(Dataset content begins)
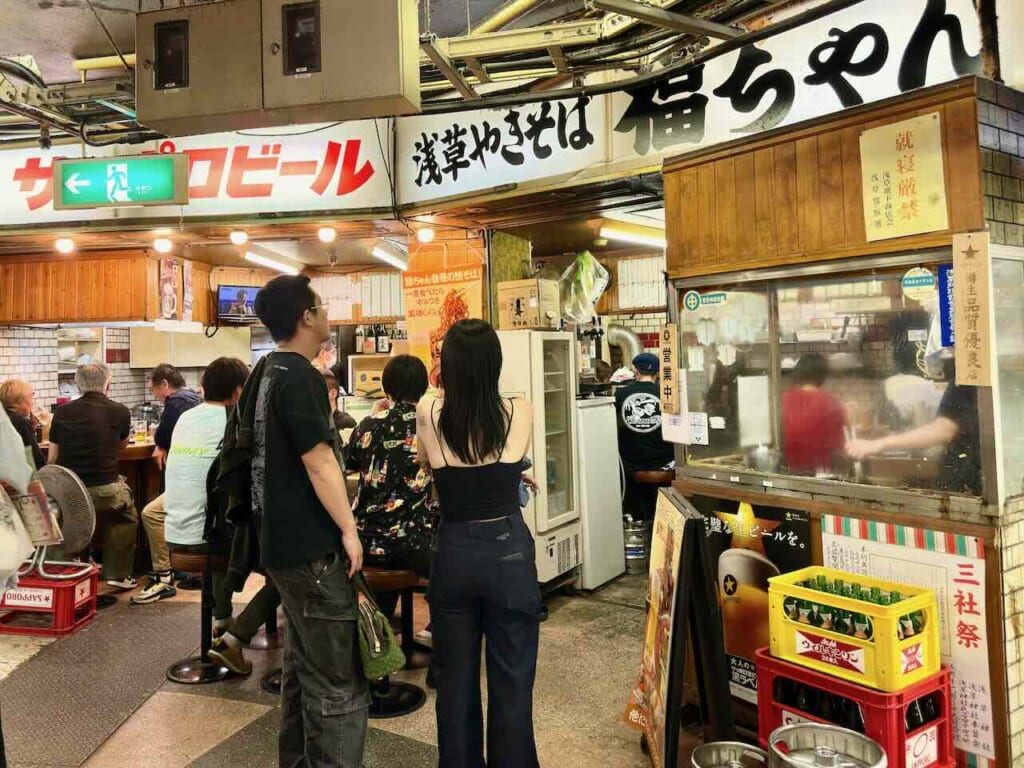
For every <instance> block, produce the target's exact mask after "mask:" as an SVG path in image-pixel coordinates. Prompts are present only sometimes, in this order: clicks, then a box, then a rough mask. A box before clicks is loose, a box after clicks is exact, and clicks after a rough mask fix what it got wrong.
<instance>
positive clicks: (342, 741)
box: [267, 552, 370, 768]
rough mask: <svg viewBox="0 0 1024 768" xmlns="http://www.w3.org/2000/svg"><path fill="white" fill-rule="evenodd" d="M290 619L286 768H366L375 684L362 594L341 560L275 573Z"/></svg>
mask: <svg viewBox="0 0 1024 768" xmlns="http://www.w3.org/2000/svg"><path fill="white" fill-rule="evenodd" d="M267 571H268V574H269V575H270V578H271V579H272V580H273V583H274V584H275V585H276V586H278V591H279V592H280V593H281V602H282V605H283V606H284V608H285V615H286V616H287V617H288V633H287V634H286V636H285V658H284V669H283V672H282V678H281V734H280V737H279V742H278V749H279V765H280V766H281V767H282V768H361V766H362V753H364V749H365V746H366V740H367V724H368V723H367V721H368V717H369V714H370V685H369V683H368V681H367V678H366V676H365V675H364V674H362V666H361V663H360V662H359V651H358V638H357V635H356V633H357V629H356V616H357V614H358V607H357V606H358V604H357V601H356V594H355V588H354V587H353V586H352V583H351V581H350V580H349V578H348V560H347V558H346V557H345V556H344V555H342V554H341V553H337V552H336V553H333V554H331V555H328V556H327V557H324V558H321V559H318V560H313V561H312V562H308V563H305V564H303V565H298V566H295V567H290V568H268V569H267Z"/></svg>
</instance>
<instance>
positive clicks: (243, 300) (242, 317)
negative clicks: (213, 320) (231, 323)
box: [217, 286, 259, 323]
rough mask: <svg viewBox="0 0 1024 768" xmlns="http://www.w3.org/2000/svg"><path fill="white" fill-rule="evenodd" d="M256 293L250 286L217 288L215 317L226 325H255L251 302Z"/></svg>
mask: <svg viewBox="0 0 1024 768" xmlns="http://www.w3.org/2000/svg"><path fill="white" fill-rule="evenodd" d="M258 291H259V289H258V288H253V287H252V286H218V288H217V317H219V318H220V319H222V321H225V322H228V323H255V322H256V321H257V317H256V312H255V311H254V310H253V302H254V301H256V293H257V292H258Z"/></svg>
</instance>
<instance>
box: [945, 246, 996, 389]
mask: <svg viewBox="0 0 1024 768" xmlns="http://www.w3.org/2000/svg"><path fill="white" fill-rule="evenodd" d="M953 275H954V280H953V335H954V336H955V338H956V383H957V384H961V385H966V386H973V387H990V386H991V385H992V370H993V369H994V367H995V360H994V354H995V345H994V344H993V343H992V336H993V326H994V323H995V317H994V312H993V307H992V260H991V258H990V257H989V255H988V232H961V233H957V234H954V236H953Z"/></svg>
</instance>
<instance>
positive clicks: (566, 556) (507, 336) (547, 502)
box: [498, 331, 580, 583]
mask: <svg viewBox="0 0 1024 768" xmlns="http://www.w3.org/2000/svg"><path fill="white" fill-rule="evenodd" d="M498 337H499V339H500V340H501V343H502V376H501V380H500V382H499V387H500V388H501V391H502V394H503V395H505V396H507V397H513V396H518V397H525V398H526V399H528V400H529V401H530V403H531V404H532V407H534V440H532V443H531V445H530V450H529V454H528V456H529V458H530V459H531V460H532V462H534V468H532V469H531V470H530V473H531V474H532V475H534V477H535V478H536V479H537V481H538V486H539V487H538V492H537V495H536V496H534V497H531V498H530V501H529V503H528V504H527V506H526V507H525V509H523V517H524V519H525V521H526V525H527V526H528V527H529V529H530V532H532V534H534V537H535V539H536V540H537V570H538V577H539V579H540V581H541V582H542V583H546V582H550V581H552V580H554V579H556V578H558V577H560V575H562V574H564V573H566V572H568V571H570V570H572V569H573V568H575V567H578V566H579V565H580V522H579V520H580V511H579V492H578V480H577V458H575V457H577V436H575V418H574V417H575V414H574V408H575V392H577V368H575V362H577V350H575V336H574V335H573V334H570V333H563V332H558V331H551V332H549V331H499V332H498Z"/></svg>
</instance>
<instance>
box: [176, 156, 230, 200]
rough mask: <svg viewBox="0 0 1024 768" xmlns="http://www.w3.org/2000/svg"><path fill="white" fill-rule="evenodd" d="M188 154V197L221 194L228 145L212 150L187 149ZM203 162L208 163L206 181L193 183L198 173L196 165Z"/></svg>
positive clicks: (194, 196) (190, 198)
mask: <svg viewBox="0 0 1024 768" xmlns="http://www.w3.org/2000/svg"><path fill="white" fill-rule="evenodd" d="M185 155H187V156H188V181H189V184H188V199H189V200H197V199H199V198H216V197H217V196H218V195H220V182H221V180H222V179H223V178H224V169H225V168H227V147H226V146H219V147H216V148H210V150H185ZM201 163H206V164H207V165H208V167H207V171H206V181H204V182H203V183H200V184H194V183H191V181H193V179H194V177H195V176H196V175H197V174H196V166H198V165H199V164H201Z"/></svg>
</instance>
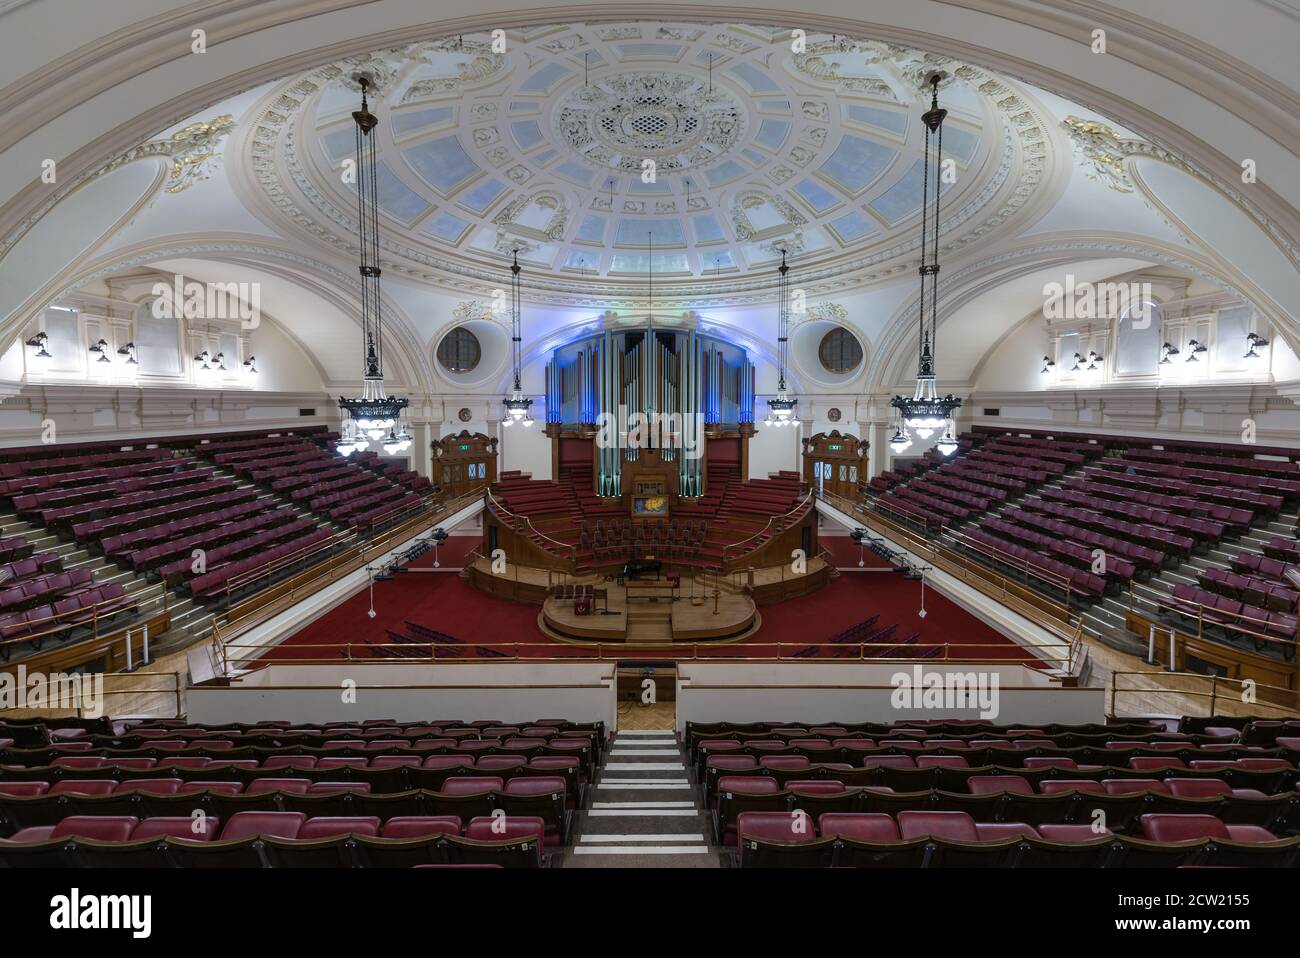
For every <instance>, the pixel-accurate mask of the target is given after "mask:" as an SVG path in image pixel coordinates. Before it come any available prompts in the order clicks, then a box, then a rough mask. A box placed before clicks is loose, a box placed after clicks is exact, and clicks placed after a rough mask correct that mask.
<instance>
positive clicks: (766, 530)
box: [723, 491, 813, 562]
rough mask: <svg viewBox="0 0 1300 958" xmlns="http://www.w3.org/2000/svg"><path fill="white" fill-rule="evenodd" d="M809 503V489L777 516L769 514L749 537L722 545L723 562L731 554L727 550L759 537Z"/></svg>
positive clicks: (752, 551)
mask: <svg viewBox="0 0 1300 958" xmlns="http://www.w3.org/2000/svg"><path fill="white" fill-rule="evenodd" d="M811 503H813V493H811V491H809V493H805V495H803V498H802V499H800V500H798V502H797V503H796V504H794V507H793V508H790V510H789V511H787V512H783V513H781V515H779V516H771V517H768V520H767V524H766V525H764V526H763V528H762V529H759V530H758V532H755V533H754V534H753V536H750V537H749V538H744V539H741V541H740V542H728V543H727V545H724V546H723V562H727V560H728V559H729V558H731V556H728V555H727V552H728V550H732V549H738V547H740V546H744V545H745V543H746V542H753V541H754V539H757V538H759V537H761V536H764V534H766V533H767V530H768V529H771V528H772V524H774V523H784V520H787V519H790V517H792V516H794V515H796V513H797V512H802V511H803V510H806V508H809V507H810V506H811ZM800 517H802V516H800ZM780 532H785V529H784V528H781V530H780ZM745 551H746V552H753V551H754V550H753V549H746V550H745Z"/></svg>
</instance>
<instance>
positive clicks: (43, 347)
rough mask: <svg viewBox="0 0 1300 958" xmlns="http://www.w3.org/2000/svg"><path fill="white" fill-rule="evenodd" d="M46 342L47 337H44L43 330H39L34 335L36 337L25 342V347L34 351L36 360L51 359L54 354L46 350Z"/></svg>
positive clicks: (48, 341)
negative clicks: (28, 347)
mask: <svg viewBox="0 0 1300 958" xmlns="http://www.w3.org/2000/svg"><path fill="white" fill-rule="evenodd" d="M48 342H49V337H48V335H45V331H44V330H40V331H39V333H36V335H34V337H31V339H29V341H27V346H30V347H32V348H34V350H36V354H35V357H36V359H53V357H55V354H52V352H51V351H49V350H47V348H45V343H48Z"/></svg>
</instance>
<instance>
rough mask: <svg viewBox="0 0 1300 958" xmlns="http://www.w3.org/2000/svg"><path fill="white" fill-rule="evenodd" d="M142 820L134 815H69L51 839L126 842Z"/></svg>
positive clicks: (52, 834)
mask: <svg viewBox="0 0 1300 958" xmlns="http://www.w3.org/2000/svg"><path fill="white" fill-rule="evenodd" d="M139 823H140V820H139V819H138V818H135V816H134V815H69V816H68V818H65V819H64V820H61V822H60V823H59V824H57V825H55V828H53V831H52V832H51V833H49V837H51V838H66V837H70V836H77V837H78V838H94V840H95V841H126V840H127V838H130V837H131V832H133V831H134V829H135V825H138V824H139Z"/></svg>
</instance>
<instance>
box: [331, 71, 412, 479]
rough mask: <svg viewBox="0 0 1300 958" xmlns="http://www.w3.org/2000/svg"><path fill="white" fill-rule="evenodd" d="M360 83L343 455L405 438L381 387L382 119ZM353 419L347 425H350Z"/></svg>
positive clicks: (381, 375)
mask: <svg viewBox="0 0 1300 958" xmlns="http://www.w3.org/2000/svg"><path fill="white" fill-rule="evenodd" d="M356 82H357V84H360V87H361V109H359V110H355V112H354V113H352V121H354V122H355V123H356V130H355V133H356V213H357V221H359V226H357V240H359V247H360V273H361V364H363V376H361V395H360V396H355V398H351V399H348V398H344V396H339V400H338V406H339V409H342V412H343V415H344V417H346V419H344V424H343V438H342V439H339V443H338V446H337V448H338V451H339V452H342V454H343V455H344V456H346V455H350V454H351V452H354V451H356V450H363V448H365V447H367V446H369V445H370V441H376V442H377V441H382V439H386V438H387V437H390V435H393V437H402V438H404V439H408V438H409V437H408V435H407V434H406V430H404V429H403V426H402V411H403V409H404V408H406V407H407V404H408V402H409V400H407V399H406V398H404V396H390V395H386V394H385V391H383V312H382V304H381V299H380V274H381V272H382V270H381V269H380V203H378V177H377V174H376V165H377V164H376V152H377V151H376V139H377V138H376V136H372V135H370V134H372V133H374V129H376V127H377V126H378V125H380V118H378V117H377V116H374V114H373V113H370V110H369V104H368V103H367V96H365V94H367V91H368V90H369V87H370V81H369V78H368V77H364V75H357V77H356ZM348 422H351V428H348Z"/></svg>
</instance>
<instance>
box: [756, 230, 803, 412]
mask: <svg viewBox="0 0 1300 958" xmlns="http://www.w3.org/2000/svg"><path fill="white" fill-rule="evenodd" d="M789 272H790V268H789V266H788V265H787V263H785V250H781V265H780V266H779V268H777V270H776V298H777V303H779V305H777V315H776V367H777V380H776V395H775V396H774V398H772V399H768V400H767V419H764V420H763V425H768V426H776V428H777V429H779V428H781V426H793V425H798V420H796V419H794V404H796V403H797V402H798V400H797V399H792V398H790V395H789V391H788V390H787V387H785V364H787V361H788V359H789V348H790V279H789Z"/></svg>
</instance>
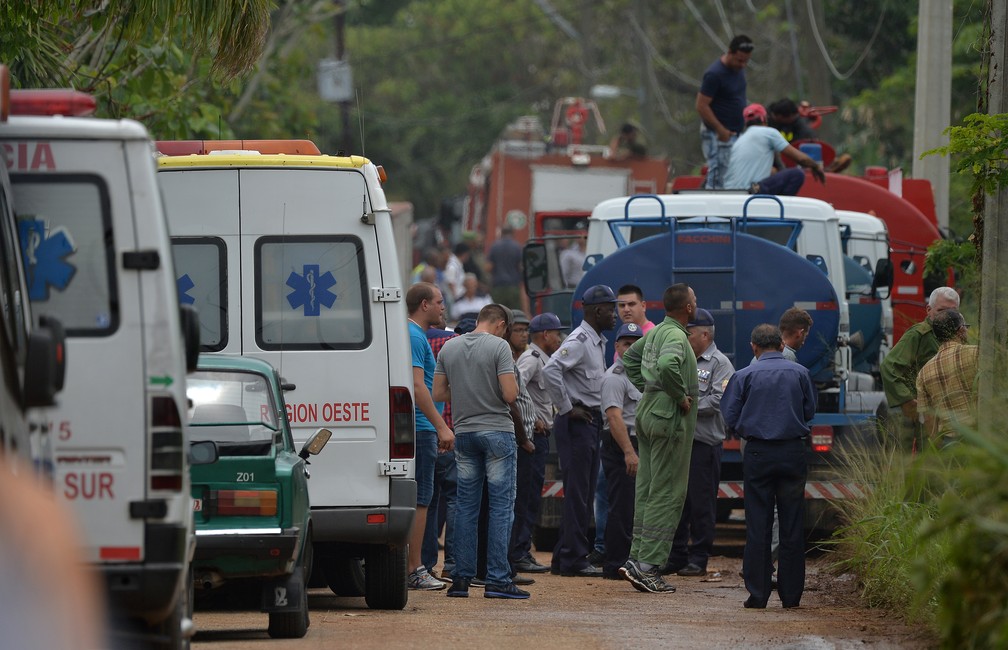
(Dataset content ends)
Your goal ▸
Pull out the lines from the very start of the lines above through the line that has "box: [267, 552, 370, 768]", including both ends. Leave the pictures out of your answer.

Answer space ▸
For every <instance> block, produce the target's exact mask after "mask:" as an SVG path in image-pixel coordinates. Prompts are present only sometimes, in this order: clicks, then a box, then a rough mask. A box before clicks is loose, a box after clicks is exact, and clicks after a rough mask fix what it got wrong.
<instance>
positive clicks: (342, 741)
box: [267, 552, 370, 768]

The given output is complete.